Copy every line of the listing below, requests included, and shift each bounding-box coordinate in the answers by -115. Keep the requests and their format samples unchanged, and leave the pictures out of your reply.
begin EXCERPTED DATA
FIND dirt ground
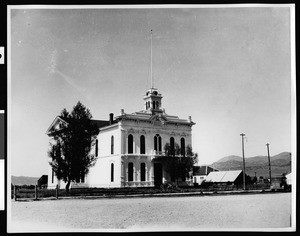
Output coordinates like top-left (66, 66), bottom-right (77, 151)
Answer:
top-left (8, 193), bottom-right (291, 232)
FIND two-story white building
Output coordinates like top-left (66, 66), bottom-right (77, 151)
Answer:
top-left (47, 88), bottom-right (195, 188)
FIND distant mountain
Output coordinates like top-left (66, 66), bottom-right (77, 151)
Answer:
top-left (210, 152), bottom-right (291, 177)
top-left (11, 175), bottom-right (40, 185)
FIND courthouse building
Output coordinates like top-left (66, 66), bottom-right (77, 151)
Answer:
top-left (47, 88), bottom-right (195, 188)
end EXCERPTED DATA
→ COMPLETED TASK
FIND dirt ground
Output coordinates like top-left (66, 66), bottom-right (77, 151)
Answer:
top-left (-107, 78), bottom-right (176, 117)
FIND two-story white building
Output coordinates like top-left (66, 66), bottom-right (77, 151)
Answer:
top-left (-68, -27), bottom-right (80, 73)
FIND distant mountain
Output coordinates like top-left (66, 66), bottom-right (77, 151)
Answer:
top-left (95, 37), bottom-right (176, 62)
top-left (-104, 60), bottom-right (-75, 70)
FIND courthouse building
Output coordinates like top-left (66, 66), bottom-right (77, 151)
Answer:
top-left (-68, -27), bottom-right (80, 73)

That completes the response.